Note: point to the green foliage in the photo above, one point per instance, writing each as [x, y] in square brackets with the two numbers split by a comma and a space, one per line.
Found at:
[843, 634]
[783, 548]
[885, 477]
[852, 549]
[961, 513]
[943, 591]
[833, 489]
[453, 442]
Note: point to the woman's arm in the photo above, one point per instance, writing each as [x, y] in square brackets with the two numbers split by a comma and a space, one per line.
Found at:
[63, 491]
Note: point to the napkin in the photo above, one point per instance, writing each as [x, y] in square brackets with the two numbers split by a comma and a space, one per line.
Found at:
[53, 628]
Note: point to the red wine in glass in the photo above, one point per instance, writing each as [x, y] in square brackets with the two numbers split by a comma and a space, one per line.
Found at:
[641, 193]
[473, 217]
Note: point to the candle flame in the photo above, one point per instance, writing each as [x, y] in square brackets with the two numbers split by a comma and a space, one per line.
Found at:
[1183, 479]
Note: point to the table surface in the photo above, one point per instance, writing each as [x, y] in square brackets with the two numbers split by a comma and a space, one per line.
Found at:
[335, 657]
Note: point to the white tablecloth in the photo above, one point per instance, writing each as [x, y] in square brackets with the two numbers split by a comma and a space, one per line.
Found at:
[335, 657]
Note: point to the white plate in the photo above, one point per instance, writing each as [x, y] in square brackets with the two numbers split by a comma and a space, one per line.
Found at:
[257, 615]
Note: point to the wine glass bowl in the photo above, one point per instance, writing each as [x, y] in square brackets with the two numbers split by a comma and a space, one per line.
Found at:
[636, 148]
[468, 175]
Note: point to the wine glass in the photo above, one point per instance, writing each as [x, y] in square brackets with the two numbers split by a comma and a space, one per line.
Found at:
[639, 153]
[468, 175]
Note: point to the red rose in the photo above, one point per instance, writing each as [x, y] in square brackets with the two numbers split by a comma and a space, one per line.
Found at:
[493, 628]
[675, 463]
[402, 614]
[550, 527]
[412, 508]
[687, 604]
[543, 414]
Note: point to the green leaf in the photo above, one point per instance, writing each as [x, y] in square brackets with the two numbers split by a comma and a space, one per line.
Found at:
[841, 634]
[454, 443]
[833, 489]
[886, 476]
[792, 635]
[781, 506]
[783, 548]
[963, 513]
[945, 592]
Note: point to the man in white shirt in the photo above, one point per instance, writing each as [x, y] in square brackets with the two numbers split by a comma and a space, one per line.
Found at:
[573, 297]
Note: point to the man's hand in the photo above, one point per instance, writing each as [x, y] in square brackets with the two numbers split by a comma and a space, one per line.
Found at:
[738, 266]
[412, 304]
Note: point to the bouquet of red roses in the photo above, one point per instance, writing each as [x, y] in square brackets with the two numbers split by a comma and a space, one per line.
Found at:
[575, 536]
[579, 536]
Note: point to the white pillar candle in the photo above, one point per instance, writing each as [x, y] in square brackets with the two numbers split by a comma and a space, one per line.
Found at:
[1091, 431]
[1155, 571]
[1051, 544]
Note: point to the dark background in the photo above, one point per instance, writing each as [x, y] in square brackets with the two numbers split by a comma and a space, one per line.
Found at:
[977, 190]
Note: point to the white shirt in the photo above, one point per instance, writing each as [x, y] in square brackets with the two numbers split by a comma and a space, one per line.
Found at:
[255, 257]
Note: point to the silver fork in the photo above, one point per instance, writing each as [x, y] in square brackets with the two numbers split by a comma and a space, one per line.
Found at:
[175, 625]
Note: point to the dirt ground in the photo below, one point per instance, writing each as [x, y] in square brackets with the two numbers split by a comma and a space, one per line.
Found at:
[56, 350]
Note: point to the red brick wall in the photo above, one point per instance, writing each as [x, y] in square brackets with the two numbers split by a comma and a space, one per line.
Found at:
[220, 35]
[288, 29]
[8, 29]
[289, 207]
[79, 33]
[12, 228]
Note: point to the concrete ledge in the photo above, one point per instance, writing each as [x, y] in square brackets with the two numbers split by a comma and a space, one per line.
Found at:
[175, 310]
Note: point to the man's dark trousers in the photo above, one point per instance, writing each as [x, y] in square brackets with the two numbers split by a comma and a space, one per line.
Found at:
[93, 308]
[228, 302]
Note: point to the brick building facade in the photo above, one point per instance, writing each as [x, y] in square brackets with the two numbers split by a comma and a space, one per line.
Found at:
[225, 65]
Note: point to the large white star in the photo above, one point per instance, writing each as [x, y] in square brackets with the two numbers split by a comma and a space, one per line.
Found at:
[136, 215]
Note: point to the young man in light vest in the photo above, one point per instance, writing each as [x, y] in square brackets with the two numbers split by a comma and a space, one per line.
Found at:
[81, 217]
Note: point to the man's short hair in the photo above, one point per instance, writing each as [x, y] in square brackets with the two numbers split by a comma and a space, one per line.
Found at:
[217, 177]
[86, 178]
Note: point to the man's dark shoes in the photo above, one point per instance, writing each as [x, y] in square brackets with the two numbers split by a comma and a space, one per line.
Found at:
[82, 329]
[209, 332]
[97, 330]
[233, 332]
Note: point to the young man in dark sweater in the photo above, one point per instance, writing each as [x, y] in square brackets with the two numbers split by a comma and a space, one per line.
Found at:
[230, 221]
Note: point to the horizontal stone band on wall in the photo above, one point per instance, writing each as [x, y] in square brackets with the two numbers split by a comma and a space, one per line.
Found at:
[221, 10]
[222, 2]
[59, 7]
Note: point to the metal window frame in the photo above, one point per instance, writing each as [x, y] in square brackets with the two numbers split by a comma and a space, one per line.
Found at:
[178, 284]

•••••

● **Given exercise**: Copy out the entire listing above word for word, leaving out no line.

● **The completed task**:
Note: point to the green foliage in the photo above, one point per instance, writing each as [x, y] in square brackets with the two numbers split by a comma and a space, one per line.
Found at:
[843, 634]
[783, 548]
[885, 477]
[852, 549]
[961, 513]
[943, 591]
[833, 489]
[453, 442]
Note: point to the woman's arm in the photo above, one point per instance, writing each as [x, y] in square brackets with the two numbers split by a comma and a space, one per line.
Found at:
[63, 491]
Note: point to the napkin in the photo above, one point per instance, writing each as [x, y] in square brackets with the two numbers split by a comma and a space, one per line.
Found at:
[53, 628]
Note: point to the red wine in glass in the photo above, one point per instance, writing each as [x, y] in square brackets with the two numbers split by a comma and a space, one per line.
Found at:
[641, 193]
[473, 217]
Note: point to the candle flame in the photo above, one point per instance, writing each as [x, y] in square brackets with the two numbers split by a comma and a space, one per line.
Found at:
[1183, 479]
Note: point to the table surface in the photo above, one point per instance, writing each as [x, y] in square brackets with the two numbers split by a comma and a space, one per line.
Found at:
[335, 657]
Note: point to the white tablecloth in the photo above, one point per instance, writing each as [x, y] in square brackets with the two numbers split by a comma and a space, one per line.
Found at:
[335, 657]
Note: point to the white plate in the photo above, one point per instance, writing each as [x, y] in square brackets with the two numbers split by a comma and a space, one per line.
Found at:
[257, 615]
Note: point to the wine glass bowl in the photo above, one point per instance, writing each as [x, y] in square brackets with the two numbers split by a comma and a space, one per line.
Found at:
[636, 148]
[468, 175]
Note: point to the wine glass in the photo above, one point per instance, writing each as [x, y] in square brackets with the two numbers split by a comma and a space, one per line.
Found at:
[639, 153]
[468, 175]
Note: point to the red rose in the photo above, one point per instance, writing each as [x, y] in square brackets with the two numbers split by a comma and a space, one per line.
Found at:
[493, 628]
[675, 463]
[402, 614]
[550, 527]
[412, 508]
[687, 604]
[543, 414]
Note: point to the green leaf in the photo above, one point per instance, writing each as [x, y] in square brackets with the two numbers split by a comma and a space, one per line.
Found at:
[841, 634]
[454, 443]
[833, 489]
[886, 476]
[792, 635]
[781, 506]
[783, 548]
[963, 513]
[945, 592]
Note: point to the man in white shirt in the photo above, one point per instance, writing each as [x, y] in square brackets with the two numbers split by a comma and a space, one per line.
Found at:
[573, 297]
Note: point to the man's hand in the photo above, one point per instance, writing each as [x, y] in square brackets with the two numbers split by a comma and a space, one per line.
Found at:
[738, 266]
[412, 304]
Note: point to the bouquet of red roses in the photo above, one point per instance, writing each as [x, y] in square brackets with the two numbers split by a comma and a space, one per line.
Found at:
[575, 536]
[579, 536]
Note: point to the white pillar candle in the photo above, one point per instance, writing each as [x, y] in square brackets with the two numbers split by a comma and a space, one per line.
Found at:
[1091, 431]
[1155, 571]
[1051, 544]
Note: point to the dark background in the photo above, one point per instance, writing each as [x, y] in square brackets with the two numbers split by a comma and a space, one per line.
Found at:
[977, 190]
Note: point to the white shirt in the photo above, one point per instance, writing each as [x, y] in square brackets with the two numbers split by a comma and a space, one per line.
Found at:
[255, 257]
Note: point to the silver fork in the photo above, one point per instance, writing each as [x, y] in square brackets with the two numbers split by a comma and a space, one per line.
Found at:
[175, 625]
Note: point to the dirt ground in the photo below, one point per instance, writing each as [x, y] in square brackets with the two numbers split by a comma and a space, one per line.
Found at:
[56, 350]
Note: point to the red brick wall in the photo above, one point per instance, writing each as [x, y] in square brackets with the two numbers split by a comma and a space, one per line.
Found at:
[220, 35]
[288, 29]
[8, 29]
[289, 207]
[79, 33]
[12, 228]
Note: point to the concrete ledge in the photo above, one point per instance, writing each as [x, y] in square brackets with the two numbers split by a comma and a space, one per line.
Found at:
[175, 310]
Note: point to the man's dark trousers in the photo above, one point per instance, writing each as [x, y] in square brackets with the two numbers split by a comma and a space, one per line.
Found at:
[93, 308]
[228, 302]
Note: point to the brick building facade in the photo above, one point per instance, writing each as [x, y] in square brackets with the two numbers split by a comma and a space, one per line.
Found at:
[225, 65]
Note: point to the large white star in the photo above, one point per instance, writing each as [x, y] in square brackets with the two numbers split by a comma and a space, one per line.
Found at:
[136, 215]
Note: point to the young man in light vest in the photo above, one point per instance, writing each as [x, y] in square brackets with the two numbers split by a comma and a space, one per line.
Found at:
[81, 217]
Note: point to the man's short hair in the photo above, one point per instance, writing each as [x, y] in square brackets with the two numbers split by a comma and a space, one per line.
Found at:
[217, 177]
[86, 178]
Note: point to the man's dark shoes in the photo above, one point per instance, writing each as [x, y] in square brackets with the two numbers split by a comma and a space, one per line.
Found at:
[82, 329]
[209, 332]
[97, 330]
[233, 332]
Note: point to the young man in dark sweater in the photo above, one point per instance, writing each as [x, y] in square brackets with the two numbers split by a comma and a space, one per line.
Found at:
[230, 221]
Note: point to the horizontal stone band on wall in the photo above, one point per instance, writing each as [x, y] in square brackets with the two numbers split by a comma and a space, one per line.
Found at:
[221, 10]
[222, 2]
[59, 7]
Note: point to the metal window frame in the photo above, one point per instance, writing each as [x, y] in square brackets with the two numbers split by a comma and a space, one per line.
Found at:
[178, 284]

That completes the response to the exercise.